Source excerpt

····················

# Carpenter Bees



## cwelte (Feb 15, 2008)

I'm in trouble. I've got carpenter bees that love to eat out soffit. Does anyone know of a good repellent that I can use? Painting is not an option and the wood has already been stained. 










We had pest control spray the powder in the holes last year, but that only killed them when they entered/exited the holes. I want them to look elsewhere.


----------



## Mike Swearingen (Mar 15, 2005)

I have an untreated, unpainted cypress "barnboard" exterior on my home and pressure-treated wood decks, and the carpenter bees love it. I've tried a number of insect poison sprays, all to no avail.
I finally just spray wasp-and-hornet poison in the holes made be the female carpenter bees, and shoot a little clear silicone caulk in after it to seal the holes. 
Woodpeckers love to tear up the cypress after those bees and their larva, and they do far more damage than the bees.
It's an ongoing battle. Maybe someone can help us solve the problem.
Mike


----------



## skymaster (Jun 6, 2007)

Aluminum :{ You could also try putting up signs in Mexican telling of a big new development that way all the carpenters will run over there looking for NEW work :}:}


----------



## mark942 (Feb 2, 2008)

I live in a log home.This product http://www.blairstowndistributors.com/nbs-30.php to treat wood,More of a prevent than a get rid of product.If you already have bee`s then put Drione dust www.domyownpestcontrol.com/drione-dust-p-167.html the holes.There is a applicator www.domyownpestcontrol.com/hand-duster-p-106.html
to put the dust in the holes.When applying the dust to the holes the male will swoop you.No worries there he doesnt have a stinger.BUT the female has a stinger and a pretty mean bite.Once you have applied the dust it is just a matter of time before the male/female ingest the dust and track it back to the larva den, also killing the larva.Once a Carpenter Bee den has been evacuated of the bee`s use a wood filler or spackle, or in my case I took elmers glue and shavings to create a filler to fill in the hole.Do not fill in the hole prior to the bee`s dying or evacuating the nest.They will just bore another exit and create more damage.If left untreated the nest can range from a couple of feet to over five feet in length and will attract as mentioned "Woodpeckers" also making this much worse.The other prevent is to paint every thing.Siding will not keep them from attacking your home.It will just keep the areas of attack hidden from sight.Hope this helps out.Good luck.

····················

Set problem 1
In the carpenter bee thread, rewrite the passage from "## cwelte (Feb" up to and including "already been stained.", substituting "fascia" for "soffit".

Dataset records
····················

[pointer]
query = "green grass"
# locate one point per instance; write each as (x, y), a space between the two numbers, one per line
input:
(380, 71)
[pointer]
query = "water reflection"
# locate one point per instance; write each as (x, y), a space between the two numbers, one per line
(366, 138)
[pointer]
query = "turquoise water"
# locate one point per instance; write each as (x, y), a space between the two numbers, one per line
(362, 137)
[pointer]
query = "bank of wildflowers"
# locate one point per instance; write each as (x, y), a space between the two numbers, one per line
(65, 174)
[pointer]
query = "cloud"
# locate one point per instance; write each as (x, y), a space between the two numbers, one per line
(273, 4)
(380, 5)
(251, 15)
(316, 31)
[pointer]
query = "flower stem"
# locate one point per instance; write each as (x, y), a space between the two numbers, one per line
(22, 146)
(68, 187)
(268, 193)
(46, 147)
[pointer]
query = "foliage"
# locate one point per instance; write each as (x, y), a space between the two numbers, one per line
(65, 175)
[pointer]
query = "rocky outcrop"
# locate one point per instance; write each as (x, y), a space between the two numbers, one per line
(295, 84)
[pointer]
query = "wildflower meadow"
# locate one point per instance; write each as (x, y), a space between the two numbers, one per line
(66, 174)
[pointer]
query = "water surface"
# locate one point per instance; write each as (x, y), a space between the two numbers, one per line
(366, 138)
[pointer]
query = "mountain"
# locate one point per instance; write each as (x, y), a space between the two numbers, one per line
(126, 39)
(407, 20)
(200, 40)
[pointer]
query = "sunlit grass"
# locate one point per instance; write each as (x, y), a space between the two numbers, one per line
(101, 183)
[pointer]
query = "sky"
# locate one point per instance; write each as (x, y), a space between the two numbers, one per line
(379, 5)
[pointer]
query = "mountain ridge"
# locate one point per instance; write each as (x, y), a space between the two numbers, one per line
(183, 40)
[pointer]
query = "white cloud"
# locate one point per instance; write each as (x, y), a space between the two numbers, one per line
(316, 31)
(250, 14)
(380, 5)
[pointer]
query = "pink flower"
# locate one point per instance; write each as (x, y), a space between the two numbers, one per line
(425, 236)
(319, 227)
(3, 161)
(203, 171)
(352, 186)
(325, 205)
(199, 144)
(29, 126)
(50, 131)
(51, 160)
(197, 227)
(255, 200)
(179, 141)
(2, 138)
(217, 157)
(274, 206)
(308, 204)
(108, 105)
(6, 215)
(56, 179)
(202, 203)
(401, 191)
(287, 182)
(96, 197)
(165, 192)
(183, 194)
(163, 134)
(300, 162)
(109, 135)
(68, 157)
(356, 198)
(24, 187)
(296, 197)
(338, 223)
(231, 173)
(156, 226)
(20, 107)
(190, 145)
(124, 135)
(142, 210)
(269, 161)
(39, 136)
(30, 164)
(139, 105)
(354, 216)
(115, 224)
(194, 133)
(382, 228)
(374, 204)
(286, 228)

····················

Set problem 2
List every row that contains the string "grass". Case counts.

Task output 1
## cwelte (Feb 15, 2008)

I'm in trouble. I've got carpenter bees that love to eat out fascia. Does anyone know of a good repellent that I can use? Painting is not an option and the wood has already been stained.

Task output 2
query = "green grass"
query = "sunlit grass"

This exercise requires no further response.